Determine how many lines in the data below contain "firefighter" and write only that number.

::: SUPPLIED MATERIAL :::

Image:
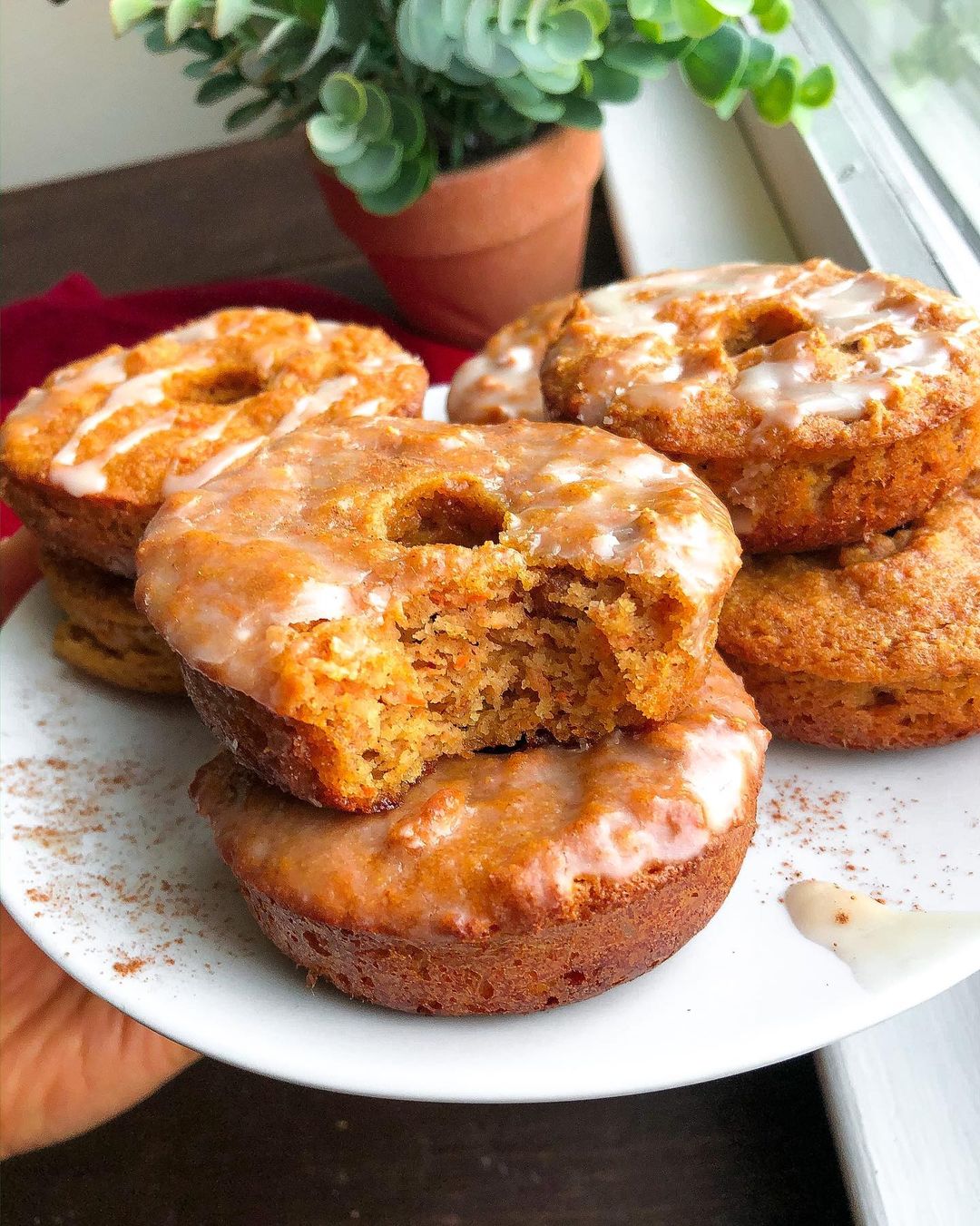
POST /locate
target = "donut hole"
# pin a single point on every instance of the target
(220, 385)
(460, 514)
(762, 327)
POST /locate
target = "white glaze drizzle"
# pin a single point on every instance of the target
(211, 467)
(317, 402)
(879, 944)
(142, 390)
(585, 499)
(788, 391)
(88, 477)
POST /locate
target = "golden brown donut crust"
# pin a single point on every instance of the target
(408, 590)
(795, 474)
(871, 645)
(506, 883)
(87, 458)
(516, 974)
(862, 715)
(103, 633)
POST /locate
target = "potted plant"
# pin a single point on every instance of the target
(456, 140)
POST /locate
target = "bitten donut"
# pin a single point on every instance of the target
(103, 634)
(505, 883)
(361, 600)
(87, 458)
(872, 645)
(502, 381)
(818, 404)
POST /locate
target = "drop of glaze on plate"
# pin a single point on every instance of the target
(879, 944)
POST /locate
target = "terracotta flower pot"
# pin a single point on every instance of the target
(485, 241)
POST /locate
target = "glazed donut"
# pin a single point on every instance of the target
(361, 600)
(87, 458)
(502, 381)
(872, 645)
(818, 404)
(103, 634)
(505, 883)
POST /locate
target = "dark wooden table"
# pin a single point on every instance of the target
(220, 1145)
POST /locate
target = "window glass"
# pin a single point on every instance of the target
(924, 58)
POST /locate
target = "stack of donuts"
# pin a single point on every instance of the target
(480, 754)
(837, 415)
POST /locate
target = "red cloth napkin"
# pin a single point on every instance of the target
(74, 320)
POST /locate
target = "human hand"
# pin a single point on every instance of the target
(68, 1059)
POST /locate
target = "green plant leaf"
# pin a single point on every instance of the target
(376, 171)
(344, 97)
(219, 87)
(698, 18)
(777, 98)
(229, 15)
(464, 74)
(503, 123)
(612, 84)
(377, 122)
(582, 113)
(817, 87)
(525, 97)
(568, 35)
(762, 64)
(126, 14)
(407, 125)
(638, 56)
(536, 10)
(733, 7)
(181, 16)
(328, 136)
(248, 113)
(412, 181)
(560, 79)
(454, 14)
(658, 11)
(422, 35)
(484, 49)
(714, 65)
(154, 39)
(327, 35)
(775, 17)
(597, 11)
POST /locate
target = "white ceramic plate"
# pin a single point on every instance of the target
(109, 869)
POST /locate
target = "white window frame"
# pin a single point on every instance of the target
(686, 191)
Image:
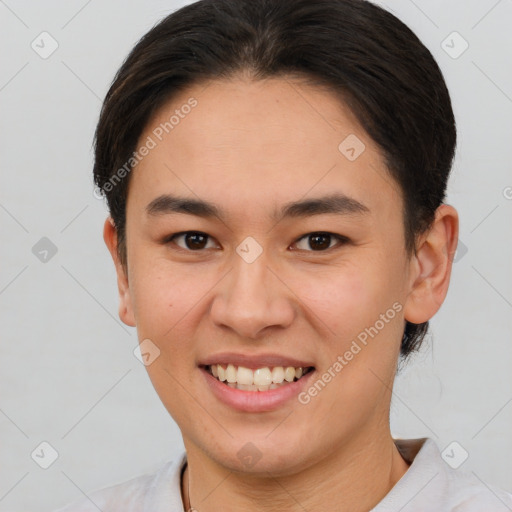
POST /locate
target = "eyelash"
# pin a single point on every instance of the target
(342, 240)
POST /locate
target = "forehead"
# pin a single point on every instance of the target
(251, 145)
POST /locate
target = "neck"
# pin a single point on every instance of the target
(356, 478)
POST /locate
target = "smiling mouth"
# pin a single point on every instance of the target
(260, 379)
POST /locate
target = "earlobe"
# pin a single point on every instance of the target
(431, 266)
(125, 301)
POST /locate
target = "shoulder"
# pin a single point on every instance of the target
(431, 484)
(138, 494)
(468, 493)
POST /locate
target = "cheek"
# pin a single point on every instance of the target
(344, 299)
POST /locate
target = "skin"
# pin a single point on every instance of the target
(250, 147)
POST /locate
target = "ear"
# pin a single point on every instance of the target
(431, 266)
(125, 302)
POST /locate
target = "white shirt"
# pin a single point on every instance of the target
(429, 485)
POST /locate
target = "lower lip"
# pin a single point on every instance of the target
(255, 401)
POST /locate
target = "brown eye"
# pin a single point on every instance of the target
(320, 241)
(193, 240)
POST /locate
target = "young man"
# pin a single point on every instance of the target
(275, 172)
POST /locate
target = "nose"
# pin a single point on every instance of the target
(251, 299)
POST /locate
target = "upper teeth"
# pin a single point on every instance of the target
(259, 377)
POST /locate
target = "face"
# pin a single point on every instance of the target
(255, 239)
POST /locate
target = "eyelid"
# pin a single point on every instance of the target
(342, 240)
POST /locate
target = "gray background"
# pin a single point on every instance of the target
(68, 373)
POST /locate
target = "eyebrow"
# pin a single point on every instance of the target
(338, 204)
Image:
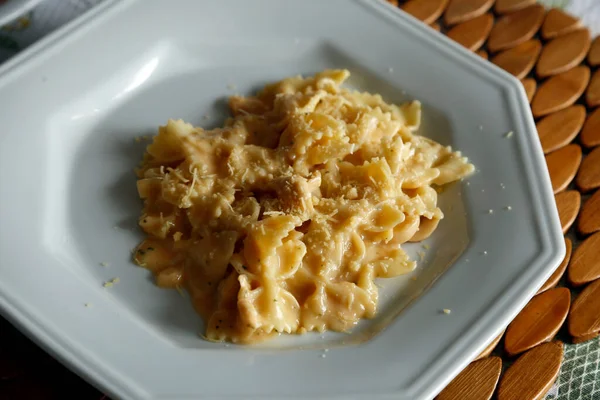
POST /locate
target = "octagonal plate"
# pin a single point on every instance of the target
(72, 106)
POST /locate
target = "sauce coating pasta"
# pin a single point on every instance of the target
(280, 221)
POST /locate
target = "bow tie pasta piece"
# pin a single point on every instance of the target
(281, 220)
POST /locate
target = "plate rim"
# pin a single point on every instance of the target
(548, 254)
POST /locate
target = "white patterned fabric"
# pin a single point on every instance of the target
(579, 377)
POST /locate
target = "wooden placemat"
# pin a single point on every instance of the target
(557, 61)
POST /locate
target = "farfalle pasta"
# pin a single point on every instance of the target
(280, 221)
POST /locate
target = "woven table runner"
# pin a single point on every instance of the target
(26, 372)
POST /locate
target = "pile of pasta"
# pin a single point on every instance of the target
(280, 221)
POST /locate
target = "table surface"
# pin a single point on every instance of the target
(27, 372)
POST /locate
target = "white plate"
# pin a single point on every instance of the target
(13, 9)
(72, 106)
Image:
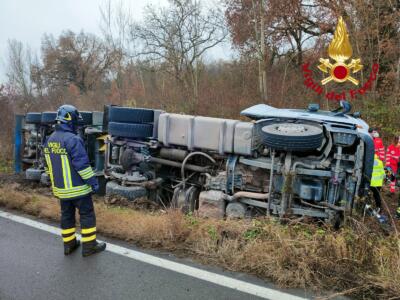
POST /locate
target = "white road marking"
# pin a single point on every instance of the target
(214, 278)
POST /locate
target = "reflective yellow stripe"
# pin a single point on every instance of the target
(89, 238)
(66, 231)
(64, 170)
(48, 161)
(67, 171)
(70, 193)
(68, 239)
(84, 177)
(86, 172)
(88, 230)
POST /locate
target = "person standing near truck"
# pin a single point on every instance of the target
(377, 178)
(73, 181)
(378, 144)
(392, 161)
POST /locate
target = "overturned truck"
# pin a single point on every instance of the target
(282, 162)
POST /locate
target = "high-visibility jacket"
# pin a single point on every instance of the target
(378, 173)
(68, 164)
(393, 157)
(379, 148)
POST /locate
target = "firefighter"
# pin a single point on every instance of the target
(73, 181)
(392, 161)
(378, 176)
(378, 144)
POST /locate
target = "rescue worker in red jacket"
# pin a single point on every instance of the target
(378, 144)
(392, 161)
(73, 181)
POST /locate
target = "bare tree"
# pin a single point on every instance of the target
(177, 37)
(18, 69)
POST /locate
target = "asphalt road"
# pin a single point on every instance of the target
(32, 266)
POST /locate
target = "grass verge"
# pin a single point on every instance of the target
(356, 260)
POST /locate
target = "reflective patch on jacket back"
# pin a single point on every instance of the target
(55, 148)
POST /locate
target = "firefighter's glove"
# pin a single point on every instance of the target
(92, 181)
(95, 188)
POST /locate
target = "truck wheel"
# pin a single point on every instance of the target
(33, 118)
(87, 118)
(48, 117)
(292, 137)
(236, 210)
(130, 115)
(130, 130)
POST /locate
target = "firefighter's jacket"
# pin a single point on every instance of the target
(379, 148)
(393, 157)
(68, 164)
(378, 173)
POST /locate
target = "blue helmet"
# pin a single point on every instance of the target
(68, 114)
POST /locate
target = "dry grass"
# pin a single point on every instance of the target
(355, 260)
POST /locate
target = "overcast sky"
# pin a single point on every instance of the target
(28, 20)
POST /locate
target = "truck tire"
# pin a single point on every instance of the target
(87, 118)
(292, 137)
(129, 192)
(130, 115)
(130, 130)
(33, 118)
(48, 117)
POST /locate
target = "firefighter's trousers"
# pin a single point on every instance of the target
(87, 219)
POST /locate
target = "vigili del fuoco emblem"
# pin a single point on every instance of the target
(340, 67)
(340, 51)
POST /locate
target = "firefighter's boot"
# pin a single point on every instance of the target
(92, 247)
(71, 246)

:::

WRITTEN RESPONSE
5